──────── TRECHO DO DOCUMENTO ────────

E hoje sou eu que chego a casa exausto mas com muita vontade de ti. Com muito desejo da tua meiguice e de voltar a adormecer com o teu cheiro nas minhas mãos...


Monday, June 14, 2010

à beira do chafariz

Foi um momento muito especial e muito nosso. Como tu me dizes, eu sou melhor com as palavras escritas e apetece-me registar aquela sensação muito especial. O graffiti meio apagado no chafariz iluminado gritava “Cláudia”. E eu, por um minuto, pus-me a pensar naquela alma apaixonada que um dia decidira empoleirar-se bem alto para gritar ao mundo o nome da amada, escrevendo-o em azul sobre a pedra branca. Dei então por mim a observar a multidão muito alegre a cantar ao som da música, gente bonita de Lisboa, e a ver-te aos pulos de contente, e a pensar para os meus botões como te assemelhas à perfeição, para mim. E então, tu vieste, aproximaste-te esplendorosa, e beijaste-me de forma deslumbrante, completando-me infinitamente o pensamento e abraçando-me com um aperto meigo que me diz muito mais do que qualquer palavra.

Wednesday, June 9, 2010

Chuva de Junho

Abro a torneira de água tépida e processo H2O por entre os dedos. Mergulho o rosto nas mãos cheias e arrebito as pestanas com as pontas dos dedos. Coloco um pouco de gel nas falanges e espalho-o pela pele húmida. É um gel de cheiro neutro que me faz lembrar uma mistura de aromas entre o sabão-macaco e o gin vertido sobre água tónica. Um bocadinho inebriante. Como por magia, o gel transforma-se em espuma e olho-me no espelho com o rosto coberto de branco. Adorno as patilhas com a lâmina, primeiro a esquerda depois a direita. Produzo movimentos rápidos ora de cima para baixo, ora de baixo para cima. Termino com mais água atirada para a cara e arrebito mais uma vez as pestanas. Volto a olhar-me no espelho mas desta vez vejo-me. Concluo que persisto no estado apaixonado.

──────── LINHAS DE DADOS ────────

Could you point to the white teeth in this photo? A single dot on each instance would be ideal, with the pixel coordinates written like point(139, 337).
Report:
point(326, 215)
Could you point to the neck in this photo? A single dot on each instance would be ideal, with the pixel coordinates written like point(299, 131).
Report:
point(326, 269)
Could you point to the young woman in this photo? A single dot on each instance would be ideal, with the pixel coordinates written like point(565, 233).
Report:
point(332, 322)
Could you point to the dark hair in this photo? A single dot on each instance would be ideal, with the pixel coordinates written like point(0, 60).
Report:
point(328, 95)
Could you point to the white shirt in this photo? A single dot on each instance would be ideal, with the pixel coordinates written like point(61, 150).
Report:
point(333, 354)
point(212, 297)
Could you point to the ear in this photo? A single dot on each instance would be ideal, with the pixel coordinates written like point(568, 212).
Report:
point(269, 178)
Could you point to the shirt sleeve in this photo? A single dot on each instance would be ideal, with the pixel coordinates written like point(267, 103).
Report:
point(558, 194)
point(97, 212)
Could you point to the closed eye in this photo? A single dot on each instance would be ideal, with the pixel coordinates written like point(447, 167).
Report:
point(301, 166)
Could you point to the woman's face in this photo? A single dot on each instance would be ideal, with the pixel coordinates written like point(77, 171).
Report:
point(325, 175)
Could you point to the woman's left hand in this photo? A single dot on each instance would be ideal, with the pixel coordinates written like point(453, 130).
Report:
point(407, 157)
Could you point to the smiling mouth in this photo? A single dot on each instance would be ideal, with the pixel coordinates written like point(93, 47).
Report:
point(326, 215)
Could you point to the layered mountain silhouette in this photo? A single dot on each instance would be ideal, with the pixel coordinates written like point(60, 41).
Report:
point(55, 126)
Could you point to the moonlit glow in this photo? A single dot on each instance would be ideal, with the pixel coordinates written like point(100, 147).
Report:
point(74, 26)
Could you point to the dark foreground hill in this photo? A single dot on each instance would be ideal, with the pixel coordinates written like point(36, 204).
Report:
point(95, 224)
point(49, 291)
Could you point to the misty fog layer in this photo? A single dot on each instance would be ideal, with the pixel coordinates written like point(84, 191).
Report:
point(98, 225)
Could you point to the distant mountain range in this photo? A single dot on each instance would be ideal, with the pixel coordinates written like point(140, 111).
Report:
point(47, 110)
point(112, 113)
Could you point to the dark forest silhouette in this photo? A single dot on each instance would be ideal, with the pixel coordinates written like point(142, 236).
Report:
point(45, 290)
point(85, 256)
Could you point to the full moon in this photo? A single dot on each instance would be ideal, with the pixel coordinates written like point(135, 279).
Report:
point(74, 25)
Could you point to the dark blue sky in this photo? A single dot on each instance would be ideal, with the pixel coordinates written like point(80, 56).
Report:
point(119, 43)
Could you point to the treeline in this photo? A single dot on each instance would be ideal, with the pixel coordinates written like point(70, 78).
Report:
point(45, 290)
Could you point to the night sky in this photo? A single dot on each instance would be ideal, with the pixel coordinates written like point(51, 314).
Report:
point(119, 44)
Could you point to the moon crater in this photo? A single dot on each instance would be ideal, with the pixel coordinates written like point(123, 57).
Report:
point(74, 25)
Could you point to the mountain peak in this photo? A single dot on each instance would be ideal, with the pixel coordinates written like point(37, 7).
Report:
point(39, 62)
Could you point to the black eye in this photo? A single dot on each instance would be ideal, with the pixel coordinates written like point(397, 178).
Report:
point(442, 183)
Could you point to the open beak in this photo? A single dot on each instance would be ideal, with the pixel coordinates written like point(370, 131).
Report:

────────

### DESAFIO
Reescreva de forma mais concisa o parágrafo do trecho do documento que começa por "Abro a torneira de água tépida", conservando os factos principais.

### EXERCÍCIO RESOLVIDO
Abro a torneira de água tépida, mergulho o rosto nas mãos cheias e arrebito as pestanas. Espalho na pele húmida um gel de cheiro neutro, que lembra sabão-macaco e gin com água tónica, e que se transforma em espuma. Com a lâmina, adorno as patilhas, primeiro a esquerda e depois a direita, com movimentos rápidos para cima e para baixo. Termino com mais água na cara e volto a arrebitar as pestanas. Ao olhar-me de novo no espelho, desta vez vejo-me e concluo que persisto no estado apaixonado.